■ **SELECTED TEXT**:

━━━━━━━━━━━━━━━━━━━━━━━━━━━━━━

Conference Coverage

Study finds increased infant mortality for home births

Major finding: Total neonatal mortality in midwife-assisted hospital births was 0.32/1,000. For a midwife-attended home birth, that number was 1.26/1,000 – almost a fourfold increase in relative risk.

Data source: A Centers for Disease Control and Prevention database study that looked at 14 million births from 2006 to 2009.

Disclosures: None of the sources interviewed for this story reported any financial disclosures.


 

AT THE PREGNANCY MEETING

NEW ORLEANS – Midwife-attended home births appear to have a higher mortality rate than midwife-attended hospital births, a new national database study suggests.

But for both physicians and families, the findings lie at the center of a tangled knot of statistics, philosophy, fear, and determination.


According to a new study of national birth and death statistics, total neonatal mortality in midwife-assisted hospital births was 0.32/1,000. For a midwife-attended home birth, that number was 1.26/1,000 – almost a fourfold increase in relative risk, Dr. Amos Grunebaum said at the annual Pregnancy Meeting sponsored by the Society for Maternal-Fetal Medicine.

━━━━━━━━━━━━━━━━━━━━━━━━━━━━━━

■ **PROBLEMS TO SOLVE**:
1. Reproduce the passage of the home birth article between "NEW ORLEANS –" and "for Maternal-Fetal Medicine.", inclusive.
2. Translate this sentence from the home birth article into French: "But for both physicians and families, the findings lie at the center of a tangled knot of statistics, philosophy, fear, and determination."
3. Continue the home birth article, beginning after its final sentence.

■ **ENTRIES SUPPLIED**:
━━━━━━━━━━━━━━━━━━━━━━━━━━━━━━

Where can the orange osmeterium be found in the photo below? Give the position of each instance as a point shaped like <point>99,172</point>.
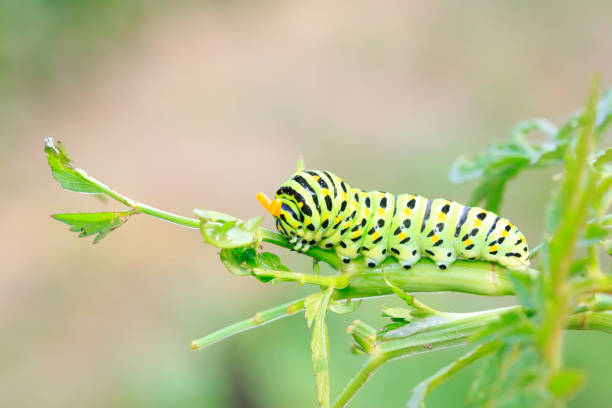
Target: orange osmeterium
<point>272,206</point>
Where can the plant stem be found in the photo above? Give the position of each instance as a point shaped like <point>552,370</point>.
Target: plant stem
<point>259,319</point>
<point>302,278</point>
<point>359,380</point>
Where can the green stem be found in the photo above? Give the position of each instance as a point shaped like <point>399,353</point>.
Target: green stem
<point>600,321</point>
<point>315,252</point>
<point>301,278</point>
<point>259,319</point>
<point>359,380</point>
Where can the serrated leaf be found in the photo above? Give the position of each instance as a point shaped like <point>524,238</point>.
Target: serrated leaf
<point>99,224</point>
<point>70,177</point>
<point>567,382</point>
<point>237,260</point>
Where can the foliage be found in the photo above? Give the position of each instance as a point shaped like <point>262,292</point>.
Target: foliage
<point>520,346</point>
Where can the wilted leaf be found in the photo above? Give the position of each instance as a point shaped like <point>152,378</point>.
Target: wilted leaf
<point>99,224</point>
<point>70,177</point>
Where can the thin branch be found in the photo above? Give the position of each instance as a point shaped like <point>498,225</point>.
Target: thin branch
<point>259,319</point>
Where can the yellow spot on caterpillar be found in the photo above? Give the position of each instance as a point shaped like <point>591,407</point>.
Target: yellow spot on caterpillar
<point>272,206</point>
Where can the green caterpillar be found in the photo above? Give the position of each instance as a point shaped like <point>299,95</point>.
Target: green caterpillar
<point>318,208</point>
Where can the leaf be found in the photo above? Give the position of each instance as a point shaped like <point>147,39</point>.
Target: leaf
<point>70,177</point>
<point>268,260</point>
<point>345,307</point>
<point>398,313</point>
<point>420,392</point>
<point>224,231</point>
<point>99,224</point>
<point>604,111</point>
<point>421,310</point>
<point>567,382</point>
<point>603,159</point>
<point>236,260</point>
<point>320,349</point>
<point>241,261</point>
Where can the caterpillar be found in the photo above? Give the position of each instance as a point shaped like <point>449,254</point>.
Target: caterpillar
<point>319,208</point>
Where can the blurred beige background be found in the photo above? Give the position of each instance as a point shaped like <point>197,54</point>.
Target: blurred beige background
<point>205,104</point>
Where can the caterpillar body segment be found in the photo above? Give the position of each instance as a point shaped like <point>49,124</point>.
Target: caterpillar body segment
<point>318,208</point>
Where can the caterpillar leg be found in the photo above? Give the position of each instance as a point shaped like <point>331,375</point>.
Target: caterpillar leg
<point>371,263</point>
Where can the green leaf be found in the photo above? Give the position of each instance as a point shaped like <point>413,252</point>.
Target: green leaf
<point>99,224</point>
<point>421,310</point>
<point>224,231</point>
<point>345,307</point>
<point>526,292</point>
<point>604,158</point>
<point>567,382</point>
<point>420,392</point>
<point>241,261</point>
<point>604,111</point>
<point>70,177</point>
<point>214,216</point>
<point>237,260</point>
<point>320,348</point>
<point>398,313</point>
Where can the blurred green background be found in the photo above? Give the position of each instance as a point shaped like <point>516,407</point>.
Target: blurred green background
<point>203,104</point>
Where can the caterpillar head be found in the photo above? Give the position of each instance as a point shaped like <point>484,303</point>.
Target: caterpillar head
<point>282,209</point>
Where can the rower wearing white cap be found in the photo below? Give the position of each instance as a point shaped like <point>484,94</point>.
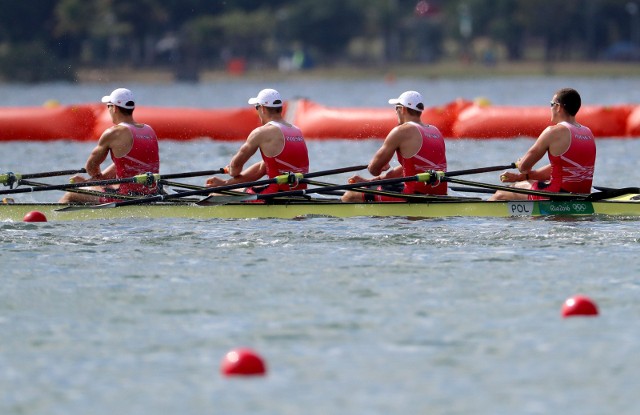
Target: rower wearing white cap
<point>281,145</point>
<point>133,148</point>
<point>419,147</point>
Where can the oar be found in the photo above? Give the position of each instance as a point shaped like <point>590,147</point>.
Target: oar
<point>479,170</point>
<point>427,177</point>
<point>471,189</point>
<point>84,191</point>
<point>290,178</point>
<point>9,178</point>
<point>550,195</point>
<point>147,178</point>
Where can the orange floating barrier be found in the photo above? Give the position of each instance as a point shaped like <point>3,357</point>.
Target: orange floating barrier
<point>73,122</point>
<point>605,121</point>
<point>458,119</point>
<point>507,122</point>
<point>633,123</point>
<point>189,123</point>
<point>318,121</point>
<point>478,121</point>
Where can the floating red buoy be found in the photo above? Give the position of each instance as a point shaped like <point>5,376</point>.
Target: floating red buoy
<point>242,362</point>
<point>579,305</point>
<point>34,216</point>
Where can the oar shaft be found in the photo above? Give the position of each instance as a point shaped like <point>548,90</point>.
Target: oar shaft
<point>193,174</point>
<point>285,178</point>
<point>479,170</point>
<point>52,174</point>
<point>10,178</point>
<point>551,195</point>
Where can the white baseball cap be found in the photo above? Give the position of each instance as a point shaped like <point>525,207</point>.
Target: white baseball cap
<point>267,98</point>
<point>121,97</point>
<point>409,99</point>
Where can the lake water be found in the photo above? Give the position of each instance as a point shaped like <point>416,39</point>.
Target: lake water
<point>353,316</point>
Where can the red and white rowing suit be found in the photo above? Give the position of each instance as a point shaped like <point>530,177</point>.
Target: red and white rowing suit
<point>293,158</point>
<point>571,171</point>
<point>142,158</point>
<point>430,156</point>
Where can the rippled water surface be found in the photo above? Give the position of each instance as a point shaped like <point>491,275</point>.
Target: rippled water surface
<point>353,316</point>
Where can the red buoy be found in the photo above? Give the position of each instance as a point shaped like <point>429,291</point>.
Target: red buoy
<point>242,362</point>
<point>579,305</point>
<point>34,216</point>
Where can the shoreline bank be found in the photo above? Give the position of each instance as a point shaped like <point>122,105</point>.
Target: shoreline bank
<point>455,70</point>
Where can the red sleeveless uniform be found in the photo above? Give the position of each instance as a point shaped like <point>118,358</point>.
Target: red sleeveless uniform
<point>430,156</point>
<point>142,158</point>
<point>572,171</point>
<point>293,158</point>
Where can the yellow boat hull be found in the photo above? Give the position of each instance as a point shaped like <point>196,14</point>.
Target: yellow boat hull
<point>623,206</point>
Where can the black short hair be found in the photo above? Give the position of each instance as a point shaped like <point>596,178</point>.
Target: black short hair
<point>569,99</point>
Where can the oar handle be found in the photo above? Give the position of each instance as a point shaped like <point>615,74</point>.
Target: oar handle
<point>194,173</point>
<point>480,170</point>
<point>290,178</point>
<point>10,178</point>
<point>53,173</point>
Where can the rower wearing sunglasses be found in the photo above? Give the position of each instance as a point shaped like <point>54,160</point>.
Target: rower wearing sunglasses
<point>281,145</point>
<point>571,149</point>
<point>419,147</point>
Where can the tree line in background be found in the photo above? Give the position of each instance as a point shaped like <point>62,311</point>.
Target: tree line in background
<point>51,39</point>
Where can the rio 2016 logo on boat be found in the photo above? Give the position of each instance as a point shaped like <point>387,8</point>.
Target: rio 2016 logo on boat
<point>550,208</point>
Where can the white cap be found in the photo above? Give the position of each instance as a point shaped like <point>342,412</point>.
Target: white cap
<point>267,98</point>
<point>121,97</point>
<point>409,99</point>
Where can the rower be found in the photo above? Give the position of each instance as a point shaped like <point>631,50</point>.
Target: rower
<point>419,148</point>
<point>281,145</point>
<point>133,148</point>
<point>571,149</point>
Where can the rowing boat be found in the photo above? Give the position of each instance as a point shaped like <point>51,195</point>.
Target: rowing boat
<point>621,206</point>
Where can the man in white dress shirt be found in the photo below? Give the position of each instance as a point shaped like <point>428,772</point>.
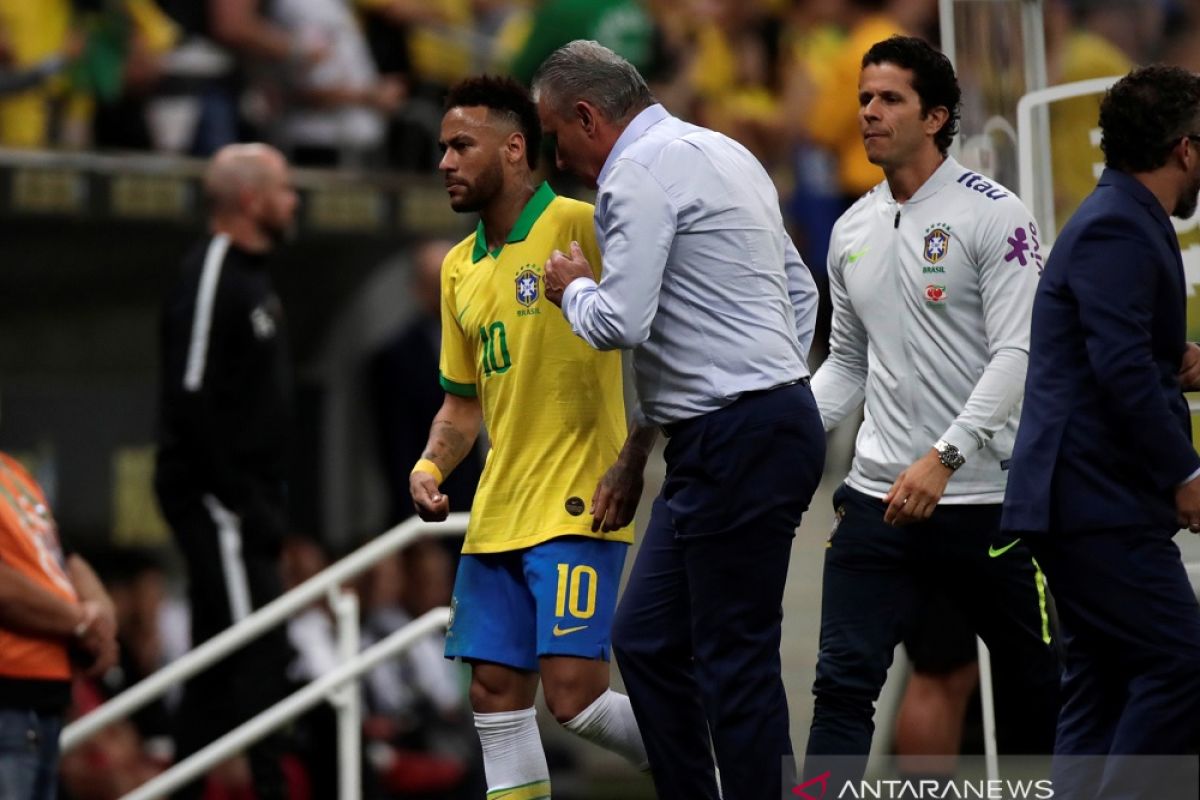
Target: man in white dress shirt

━━━━━━━━━━━━━━━━━━━━━━━━━━━━━━

■ **TASK-BY-TASK ANSWERS**:
1.
NEW ORLEANS – Midwife-attended home births appear to have a higher mortality rate than midwife-attended hospital births, a new national database study suggests.

But for both physicians and families, the findings lie at the center of a tangled knot of statistics, philosophy, fear, and determination.


According to a new study of national birth and death statistics, total neonatal mortality in midwife-assisted hospital births was 0.32/1,000. For a midwife-attended home birth, that number was 1.26/1,000 – almost a fourfold increase in relative risk, Dr. Amos Grunebaum said at the annual Pregnancy Meeting sponsored by the Society for Maternal-Fetal Medicine.

2. Mais pour les médecins comme pour les familles, ces résultats se trouvent au cœur d'un nœud inextricable de statistiques, de philosophie, de peur et de détermination.

3.
His study drew its data from linked birth and death records available through the Centers for Disease Control and Prevention’s (CDC’s) database. The study looked at 14 million births from 2006 to 2009. Only healthy singleton infants of normal birth weight and vertex presentation were included; gestation was 38-42 weeks.

The figures for nulliparous women giving birth at home were even more striking, said Dr. Grunebaum, director of obstetrics at Weill Cornell Medical College, New York. Total neonatal mortality (deaths from day 0 to 27) was 2.19/1,000 for home-birthed infants, compared with 0.38/1,000 for hospital-born infants (relative risk, 6.74). The rates of early neonatal mortality (deaths from day 0 to 6) were 1.82/1,000 vs. 0.13/1,000, respectively (RR, 13.6).

"When we calculate the excess total neonatal deaths associated with home birth, we arrive at 9/10,000," he said during an interview. "If the trend of increasing home birth holds over the next few years, in 2016 we could have 32 excess neonatal deaths per year – a whole school class of children."

"It’s possible these risks are even higher," he added, because any babies born in the hospital after an emergency transfer from home are counted as hospital births.

It’s tough to parse out the details in his analysis, however. Because lay midwives would never have had hospital privileges, the in-hospital midwife group was likely composed entirely of certified nurse-midwives (CNMs), whose specialized training makes them highly skilled birth attendants. But the midwives who attended home births were a heterogenous group. In addition to CNMs, the analysis included anyone else who would register as "midwife" on a birth certificate – a group that represents an extremely varied range of skill.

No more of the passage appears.